**EXERCISE REQUIREMENTS**
Lines in which "instance" appears should be pulled from the data below.
····················
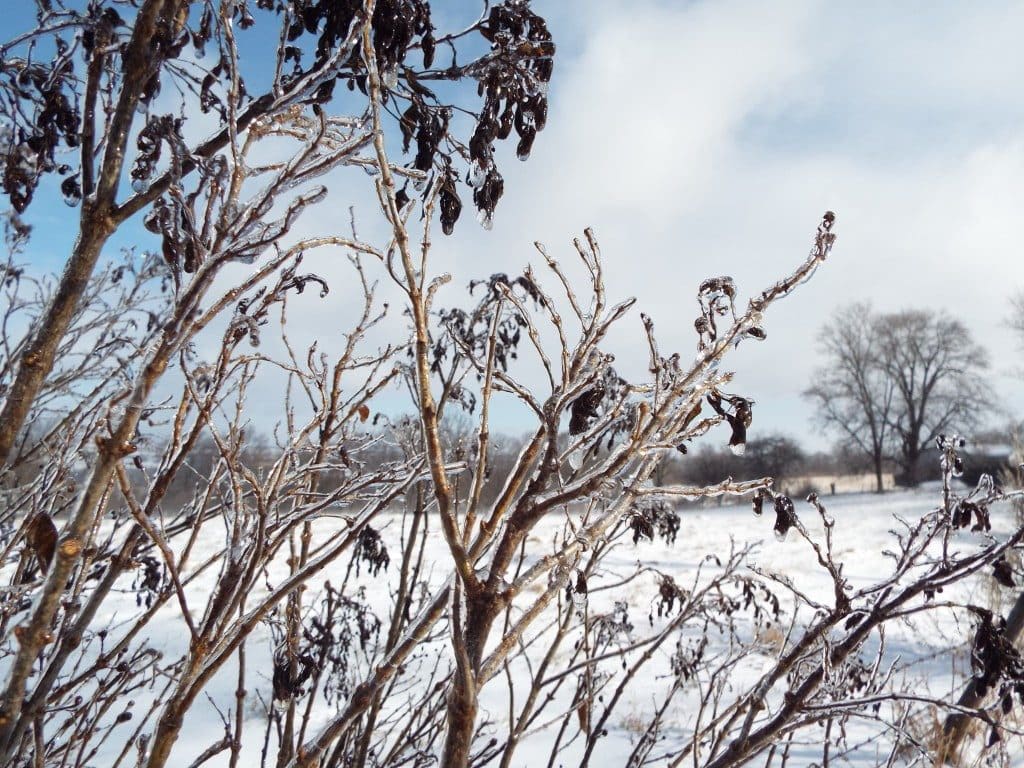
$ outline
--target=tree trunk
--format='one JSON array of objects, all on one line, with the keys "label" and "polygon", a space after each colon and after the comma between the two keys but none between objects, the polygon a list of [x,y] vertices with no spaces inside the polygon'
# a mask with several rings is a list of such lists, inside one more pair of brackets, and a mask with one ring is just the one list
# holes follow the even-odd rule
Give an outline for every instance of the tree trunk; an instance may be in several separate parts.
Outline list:
[{"label": "tree trunk", "polygon": [[882,482],[881,456],[875,456],[875,493],[885,493],[885,485]]},{"label": "tree trunk", "polygon": [[153,734],[153,746],[150,748],[149,758],[146,760],[146,768],[163,768],[167,765],[167,761],[171,757],[171,750],[181,733],[181,726],[185,722],[185,713],[189,706],[191,706],[191,697],[185,706],[174,704],[164,710]]},{"label": "tree trunk", "polygon": [[921,451],[912,450],[907,451],[904,456],[903,466],[903,484],[908,488],[913,488],[917,485],[917,470],[918,465],[921,463]]},{"label": "tree trunk", "polygon": [[445,735],[444,757],[441,760],[445,768],[466,768],[469,765],[477,709],[476,680],[467,680],[456,672],[455,682],[448,694],[448,733]]},{"label": "tree trunk", "polygon": [[466,768],[469,765],[479,709],[478,675],[483,663],[484,645],[497,615],[493,595],[479,593],[466,602],[465,620],[461,624],[465,656],[463,663],[456,659],[454,680],[448,692],[448,732],[441,759],[445,768]]},{"label": "tree trunk", "polygon": [[0,410],[0,467],[7,464],[29,409],[53,369],[61,339],[71,325],[79,299],[92,277],[96,260],[110,236],[110,227],[103,226],[98,221],[100,218],[103,217],[97,216],[94,211],[83,212],[83,234],[75,243],[57,292],[46,308],[46,313],[39,319],[32,341],[25,346],[18,372],[4,400],[3,410]]}]

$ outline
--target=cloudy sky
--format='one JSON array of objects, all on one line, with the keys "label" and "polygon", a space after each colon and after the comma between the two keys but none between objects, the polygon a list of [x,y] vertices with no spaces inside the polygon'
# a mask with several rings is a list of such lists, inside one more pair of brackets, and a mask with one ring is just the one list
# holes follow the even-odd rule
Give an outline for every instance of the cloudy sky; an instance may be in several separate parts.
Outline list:
[{"label": "cloudy sky", "polygon": [[[832,259],[732,358],[758,422],[825,444],[800,392],[823,318],[863,299],[963,318],[1020,417],[1005,320],[1024,288],[1024,3],[536,7],[559,43],[548,128],[506,163],[493,231],[445,244],[458,272],[512,269],[534,239],[568,256],[593,226],[610,292],[640,299],[665,348],[692,349],[699,281],[760,291],[832,209]],[[642,364],[637,338],[617,351]]]},{"label": "cloudy sky", "polygon": [[[434,5],[453,21],[479,7]],[[735,390],[757,401],[756,424],[828,444],[800,393],[820,362],[822,322],[865,299],[961,317],[993,355],[1008,412],[1024,415],[1006,327],[1009,297],[1024,288],[1024,3],[534,6],[558,44],[548,127],[528,162],[502,150],[506,193],[491,231],[467,211],[453,237],[437,234],[434,268],[454,276],[440,304],[461,302],[473,277],[538,261],[534,240],[569,260],[572,238],[591,226],[610,298],[636,296],[663,351],[688,359],[698,283],[731,275],[745,301],[806,256],[831,209],[832,259],[772,308],[767,341],[730,358]],[[361,234],[377,232],[363,174],[332,183],[331,201],[304,233],[336,230],[353,202],[368,222]],[[73,234],[67,209],[33,217],[34,256],[59,263]],[[312,267],[332,277],[332,296],[298,302],[292,332],[327,348],[345,328],[351,273],[337,255]],[[641,341],[638,313],[610,340],[627,373],[646,367]],[[262,397],[279,394],[266,386]],[[500,430],[529,427],[514,408],[494,418]]]}]

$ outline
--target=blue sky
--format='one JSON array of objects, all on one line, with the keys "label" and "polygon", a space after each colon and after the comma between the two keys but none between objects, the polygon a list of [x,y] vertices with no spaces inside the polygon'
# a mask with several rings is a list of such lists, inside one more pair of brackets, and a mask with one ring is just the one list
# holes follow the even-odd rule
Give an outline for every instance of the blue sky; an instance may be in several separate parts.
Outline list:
····················
**EXPECTED OUTPUT**
Give an outline for every instance of the tree trunk; an instance may be in several separate parts.
Give an outline for every instance of the cloudy sky; an instance may be in several separate parts.
Give an outline for every instance of the blue sky; an instance may be in several separate parts.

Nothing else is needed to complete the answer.